_Prompt_.
Scan the data beneath this task and copy each line that includes "nostril".

(Recorded data)
_ _ _ _

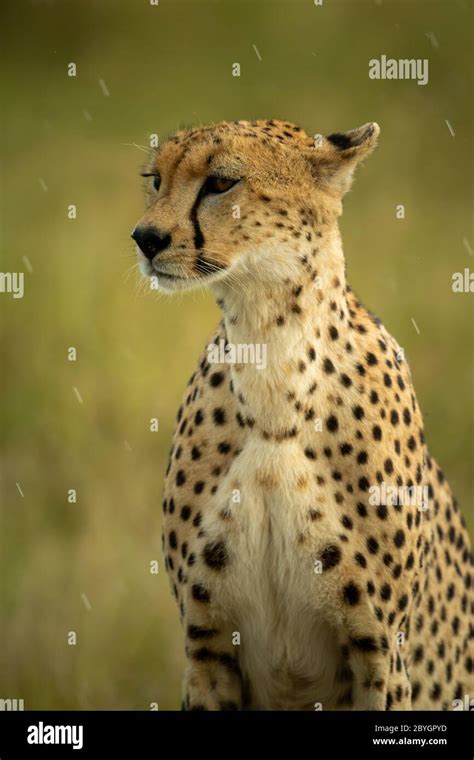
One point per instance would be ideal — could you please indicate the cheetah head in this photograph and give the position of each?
(242, 201)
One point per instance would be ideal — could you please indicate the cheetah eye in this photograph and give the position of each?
(219, 184)
(156, 179)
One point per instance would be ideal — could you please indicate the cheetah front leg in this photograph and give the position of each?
(380, 679)
(212, 680)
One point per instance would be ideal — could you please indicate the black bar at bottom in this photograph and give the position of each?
(155, 734)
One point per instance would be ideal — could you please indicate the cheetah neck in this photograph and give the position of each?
(293, 321)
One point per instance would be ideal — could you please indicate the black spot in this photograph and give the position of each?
(403, 602)
(377, 433)
(218, 416)
(216, 379)
(185, 513)
(372, 545)
(386, 592)
(364, 644)
(371, 358)
(330, 557)
(200, 594)
(215, 555)
(351, 594)
(328, 366)
(399, 538)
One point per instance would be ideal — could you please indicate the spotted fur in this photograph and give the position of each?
(294, 588)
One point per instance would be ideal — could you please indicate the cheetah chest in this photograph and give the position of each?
(269, 590)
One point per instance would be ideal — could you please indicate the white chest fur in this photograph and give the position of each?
(270, 588)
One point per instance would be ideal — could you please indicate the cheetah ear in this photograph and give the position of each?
(335, 157)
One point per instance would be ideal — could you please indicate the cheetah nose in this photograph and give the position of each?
(150, 241)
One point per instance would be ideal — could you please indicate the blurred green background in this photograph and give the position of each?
(85, 567)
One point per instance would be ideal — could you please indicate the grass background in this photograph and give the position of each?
(165, 66)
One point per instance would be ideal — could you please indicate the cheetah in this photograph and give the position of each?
(313, 545)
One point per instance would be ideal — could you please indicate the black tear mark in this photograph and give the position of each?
(198, 236)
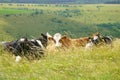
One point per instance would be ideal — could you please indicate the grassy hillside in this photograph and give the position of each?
(102, 63)
(61, 1)
(77, 20)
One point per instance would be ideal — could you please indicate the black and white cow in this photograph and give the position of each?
(25, 47)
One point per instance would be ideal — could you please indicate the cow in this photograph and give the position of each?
(98, 39)
(26, 47)
(64, 41)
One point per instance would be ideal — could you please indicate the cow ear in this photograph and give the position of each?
(43, 35)
(48, 35)
(64, 37)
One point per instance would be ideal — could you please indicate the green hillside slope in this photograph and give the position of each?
(73, 20)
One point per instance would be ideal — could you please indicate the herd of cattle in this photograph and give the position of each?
(35, 48)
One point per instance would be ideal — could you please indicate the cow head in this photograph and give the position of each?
(59, 40)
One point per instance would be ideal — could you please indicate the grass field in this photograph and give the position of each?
(102, 63)
(30, 20)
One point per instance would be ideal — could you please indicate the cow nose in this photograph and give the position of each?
(57, 45)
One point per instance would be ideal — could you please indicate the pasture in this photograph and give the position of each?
(30, 20)
(100, 63)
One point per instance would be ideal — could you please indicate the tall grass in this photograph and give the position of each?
(101, 63)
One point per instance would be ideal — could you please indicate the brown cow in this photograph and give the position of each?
(64, 41)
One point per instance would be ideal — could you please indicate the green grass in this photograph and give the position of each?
(13, 11)
(101, 63)
(80, 20)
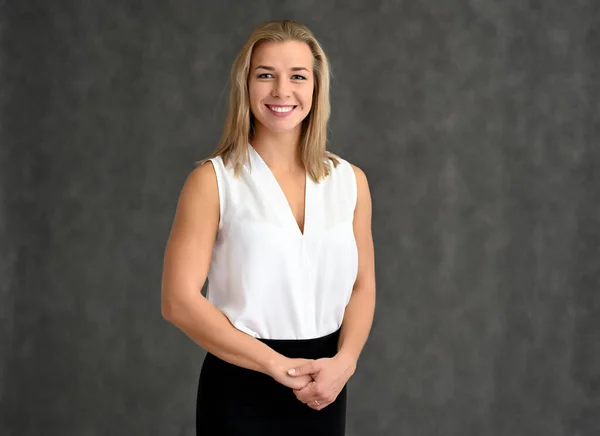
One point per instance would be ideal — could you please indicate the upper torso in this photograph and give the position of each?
(268, 277)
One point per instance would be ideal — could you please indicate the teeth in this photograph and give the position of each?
(281, 109)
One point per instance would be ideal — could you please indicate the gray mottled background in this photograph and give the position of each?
(477, 123)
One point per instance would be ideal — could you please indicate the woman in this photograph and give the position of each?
(282, 230)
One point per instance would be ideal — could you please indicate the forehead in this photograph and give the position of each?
(286, 54)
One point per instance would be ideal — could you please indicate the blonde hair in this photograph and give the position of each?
(237, 132)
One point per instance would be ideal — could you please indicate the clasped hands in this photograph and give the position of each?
(316, 383)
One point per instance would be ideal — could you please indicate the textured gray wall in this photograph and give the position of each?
(477, 123)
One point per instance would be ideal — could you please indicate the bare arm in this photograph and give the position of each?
(186, 263)
(358, 316)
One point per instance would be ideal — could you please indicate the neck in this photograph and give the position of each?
(280, 151)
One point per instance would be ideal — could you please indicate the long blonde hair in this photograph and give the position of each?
(237, 132)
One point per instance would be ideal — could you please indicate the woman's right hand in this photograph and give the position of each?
(278, 370)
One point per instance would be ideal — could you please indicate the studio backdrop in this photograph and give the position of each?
(476, 123)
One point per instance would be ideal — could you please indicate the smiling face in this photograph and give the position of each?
(280, 85)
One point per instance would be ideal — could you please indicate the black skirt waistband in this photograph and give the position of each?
(316, 348)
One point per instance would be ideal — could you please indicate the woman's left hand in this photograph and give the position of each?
(330, 375)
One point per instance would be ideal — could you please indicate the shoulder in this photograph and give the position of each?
(201, 184)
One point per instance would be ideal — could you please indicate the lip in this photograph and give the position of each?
(281, 114)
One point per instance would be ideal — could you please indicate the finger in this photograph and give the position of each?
(318, 405)
(307, 368)
(306, 394)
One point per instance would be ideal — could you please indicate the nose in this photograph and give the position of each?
(280, 88)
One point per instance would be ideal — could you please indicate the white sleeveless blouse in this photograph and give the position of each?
(271, 280)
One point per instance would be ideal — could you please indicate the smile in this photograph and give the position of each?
(280, 110)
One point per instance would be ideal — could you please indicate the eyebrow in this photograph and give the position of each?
(265, 67)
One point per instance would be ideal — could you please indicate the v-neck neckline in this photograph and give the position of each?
(282, 198)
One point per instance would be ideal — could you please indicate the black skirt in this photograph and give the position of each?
(234, 401)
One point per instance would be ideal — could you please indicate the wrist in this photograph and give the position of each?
(348, 358)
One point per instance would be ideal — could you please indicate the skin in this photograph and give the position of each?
(287, 80)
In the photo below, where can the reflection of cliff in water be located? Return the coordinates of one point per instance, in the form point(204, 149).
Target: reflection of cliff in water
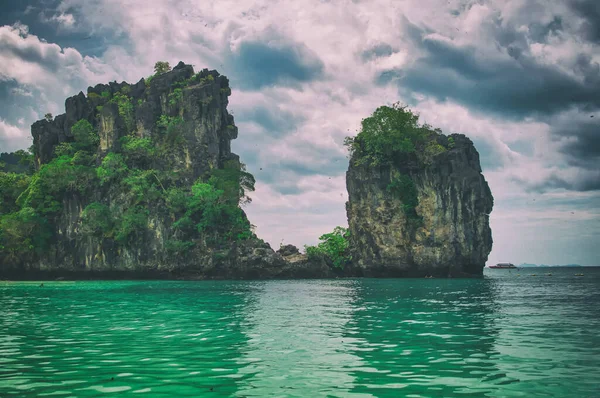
point(433, 337)
point(295, 339)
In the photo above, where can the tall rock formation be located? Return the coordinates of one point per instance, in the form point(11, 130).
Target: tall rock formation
point(424, 214)
point(129, 204)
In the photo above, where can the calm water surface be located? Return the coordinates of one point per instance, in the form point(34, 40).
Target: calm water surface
point(510, 334)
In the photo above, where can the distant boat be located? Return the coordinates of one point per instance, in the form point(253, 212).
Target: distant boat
point(503, 265)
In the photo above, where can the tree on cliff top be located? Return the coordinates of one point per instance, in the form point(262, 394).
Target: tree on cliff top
point(161, 67)
point(333, 247)
point(389, 134)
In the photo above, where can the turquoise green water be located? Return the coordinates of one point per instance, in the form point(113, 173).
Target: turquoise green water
point(510, 334)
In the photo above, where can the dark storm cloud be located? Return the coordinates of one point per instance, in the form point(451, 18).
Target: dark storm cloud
point(380, 50)
point(582, 147)
point(589, 10)
point(257, 65)
point(36, 14)
point(489, 156)
point(515, 86)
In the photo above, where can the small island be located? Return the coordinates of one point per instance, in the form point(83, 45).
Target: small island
point(139, 181)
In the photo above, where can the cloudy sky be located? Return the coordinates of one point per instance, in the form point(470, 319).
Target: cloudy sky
point(521, 78)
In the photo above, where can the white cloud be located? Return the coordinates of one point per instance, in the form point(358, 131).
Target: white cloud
point(206, 34)
point(13, 137)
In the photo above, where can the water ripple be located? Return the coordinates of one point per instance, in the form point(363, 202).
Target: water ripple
point(500, 336)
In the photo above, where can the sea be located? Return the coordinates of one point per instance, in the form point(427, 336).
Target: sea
point(513, 333)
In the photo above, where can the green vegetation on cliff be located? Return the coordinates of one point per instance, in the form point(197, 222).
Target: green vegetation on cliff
point(392, 136)
point(333, 248)
point(205, 212)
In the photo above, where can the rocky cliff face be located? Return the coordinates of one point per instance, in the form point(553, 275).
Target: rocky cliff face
point(184, 118)
point(448, 236)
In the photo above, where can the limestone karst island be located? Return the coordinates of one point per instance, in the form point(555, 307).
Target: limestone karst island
point(139, 181)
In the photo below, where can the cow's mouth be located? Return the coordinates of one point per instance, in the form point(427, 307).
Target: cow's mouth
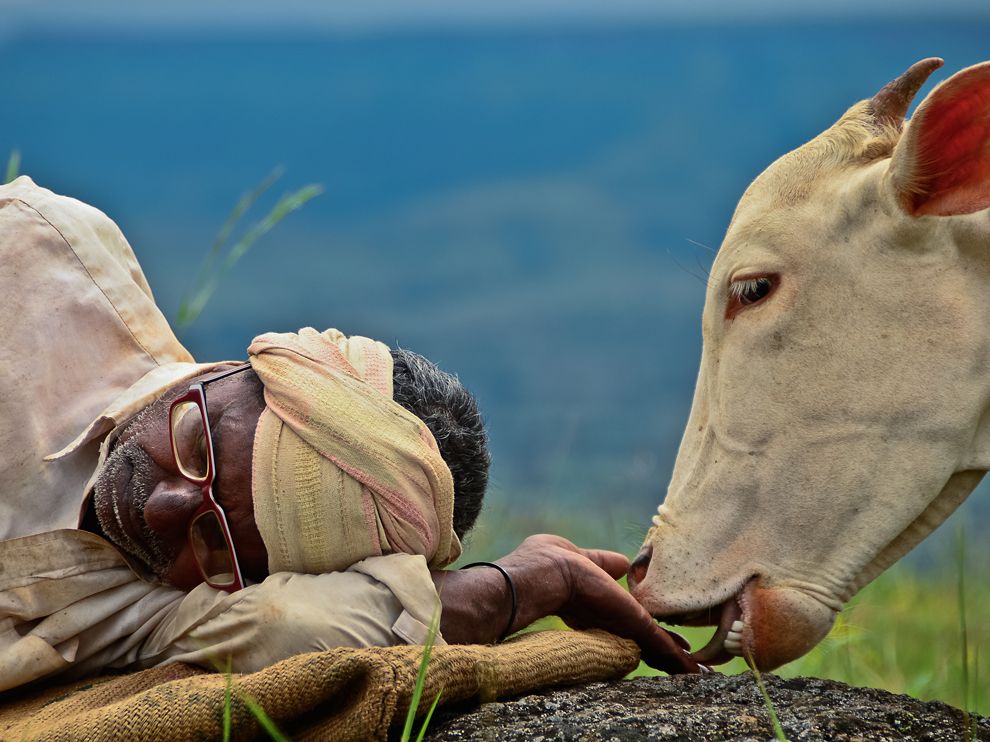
point(727, 641)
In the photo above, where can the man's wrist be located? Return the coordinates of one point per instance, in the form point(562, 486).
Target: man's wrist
point(476, 604)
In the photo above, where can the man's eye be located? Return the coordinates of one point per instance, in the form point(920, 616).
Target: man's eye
point(745, 292)
point(200, 444)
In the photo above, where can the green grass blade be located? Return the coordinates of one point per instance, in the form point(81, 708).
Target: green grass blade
point(203, 288)
point(963, 629)
point(421, 678)
point(227, 701)
point(778, 730)
point(241, 208)
point(429, 715)
point(263, 718)
point(13, 165)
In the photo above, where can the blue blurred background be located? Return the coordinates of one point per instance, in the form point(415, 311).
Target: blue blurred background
point(527, 193)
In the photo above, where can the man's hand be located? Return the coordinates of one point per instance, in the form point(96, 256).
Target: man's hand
point(553, 577)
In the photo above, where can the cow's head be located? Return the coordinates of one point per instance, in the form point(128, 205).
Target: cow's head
point(843, 404)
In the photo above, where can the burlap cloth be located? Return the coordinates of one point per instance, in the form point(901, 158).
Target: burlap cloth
point(340, 694)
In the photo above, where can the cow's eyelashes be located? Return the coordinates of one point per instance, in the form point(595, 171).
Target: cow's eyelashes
point(747, 291)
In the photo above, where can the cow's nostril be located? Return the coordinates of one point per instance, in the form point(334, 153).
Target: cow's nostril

_ _ _ _

_Task response_.
In the photo above, where can the cow's nostril be located? Return the coordinates of one point per instance, in the form point(334, 153).
Target: cow's nostril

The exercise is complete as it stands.